§ TASK TO COMPLETE
Reproduce the passage on fire science training in South Dakota word for word, from "South Dakota employs" up to and including "private ambulatory agencies.".

South Dakota employs approximately 500 firefighters and 900 emergency medical technicians and paramedics. Those interested in protecting residents and land from fire loss and damage can earn a fire science certificate or degree to become eligible for employment at one of the state’s 282 fire departments. Other places of employment may include hospitals and private ambulatory agencies.
Fire science training in South Dakota is primarily facilitated through fire training academies at fire departments and stations; however, there are some programs available at community colleges. At community colleges, fire science is offered as an academic major in associate’s degree programs. Most associate’s degree programs in fire science are 18-24 months in length and typically include traditional courses, hands-on training and an internship. A typical associate’s degree program consists of general education courses, such as English, math and science, as well as fire science courses, such as fire prevention and suppression and hazardous materials. Most programs also include medical training, with courses from EMT and paramedic programs incorporated into the fire science curriculum. The technical portion of fire science programs place students in fire labs where they receive hands-on training in firefighting.

§ Dataset entries
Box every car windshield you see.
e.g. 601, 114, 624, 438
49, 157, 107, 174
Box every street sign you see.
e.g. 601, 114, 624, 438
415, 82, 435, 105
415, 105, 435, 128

§ ANSWER SECTION
South Dakota employs approximately 500 firefighters and 900 emergency medical technicians and paramedics. Those interested in protecting residents and land from fire loss and damage can earn a fire science certificate or degree to become eligible for employment at one of the state’s 282 fire departments. Other places of employment may include hospitals and private ambulatory agencies.